Extract:
How to plan and create your dream garden

Are you dreaming of transforming your garden?  Maybe you want to create a traditional English country garden or a modern space full of urban chic? Planning and creating your dream garden, no matter how big or small, is an exciting prospect. It also requires a lot of careful thought at the outset.  In this blog post, I share my thoughts about the most important questions facing you. This is based on over 30 years of working alongside clients to bring their garden dreams to life. I hope that this helps you to formulate your ideas and inspires you to follow your dream.  The approach you take depends of course on what you want and need from your garden, and on your budget too.  Key questions to ask yourself are:

On a practical basis, what do you want and need from your dream garden?

For some people, it is all about having quality time outside with the family – you might be thinking of dining outdoors, playing with the children and creating areas for different activities.  For others, entertaining friends is a top priority, maybe you picture people gathering around a fire pit or guests flowing from the house onto a stylish terrace.  It might be that you long for a quiet place to relax and escape from the pressures of everyday life and want to immerse yourself in nature and gorgeous planting.  You might of course love gardening yourself and be keen to have interesting plants to nurture to their full potential. The list of needs and wants is, of course, endless.

Dataset entries:
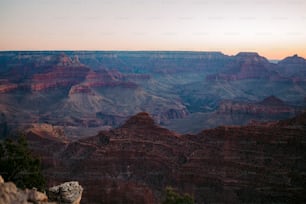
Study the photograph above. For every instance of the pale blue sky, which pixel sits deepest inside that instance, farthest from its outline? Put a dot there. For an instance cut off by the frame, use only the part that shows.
(272, 28)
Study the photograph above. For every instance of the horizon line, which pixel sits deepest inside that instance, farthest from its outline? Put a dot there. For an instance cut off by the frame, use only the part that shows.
(141, 50)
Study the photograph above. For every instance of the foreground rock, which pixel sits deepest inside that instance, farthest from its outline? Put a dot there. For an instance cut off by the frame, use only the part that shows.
(66, 193)
(69, 192)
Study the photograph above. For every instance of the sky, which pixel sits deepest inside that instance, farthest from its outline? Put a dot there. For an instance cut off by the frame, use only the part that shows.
(273, 28)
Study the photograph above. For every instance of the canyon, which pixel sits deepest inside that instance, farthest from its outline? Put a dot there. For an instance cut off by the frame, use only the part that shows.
(82, 92)
(128, 124)
(134, 163)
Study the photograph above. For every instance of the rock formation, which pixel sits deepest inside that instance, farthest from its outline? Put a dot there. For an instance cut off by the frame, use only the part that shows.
(10, 194)
(66, 193)
(134, 163)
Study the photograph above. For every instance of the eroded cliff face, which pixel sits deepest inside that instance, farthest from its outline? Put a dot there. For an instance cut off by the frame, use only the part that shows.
(270, 106)
(135, 162)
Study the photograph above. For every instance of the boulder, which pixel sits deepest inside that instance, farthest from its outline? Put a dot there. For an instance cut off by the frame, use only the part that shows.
(66, 193)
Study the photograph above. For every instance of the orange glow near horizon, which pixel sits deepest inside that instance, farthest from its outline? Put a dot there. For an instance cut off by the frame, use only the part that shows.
(274, 29)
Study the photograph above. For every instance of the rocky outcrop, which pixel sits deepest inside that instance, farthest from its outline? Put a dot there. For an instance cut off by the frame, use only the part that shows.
(68, 193)
(9, 193)
(270, 106)
(293, 67)
(246, 65)
(260, 163)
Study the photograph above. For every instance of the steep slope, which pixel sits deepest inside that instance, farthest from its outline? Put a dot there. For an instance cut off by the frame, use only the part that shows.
(246, 65)
(134, 163)
(293, 66)
(83, 92)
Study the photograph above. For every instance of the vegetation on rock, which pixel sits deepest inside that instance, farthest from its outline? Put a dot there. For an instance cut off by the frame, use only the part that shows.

Task brief:
How long has the writer of the garden-planning text worked alongside clients to bring their garden dreams to life?

Result of this exercise:
Over 30 years.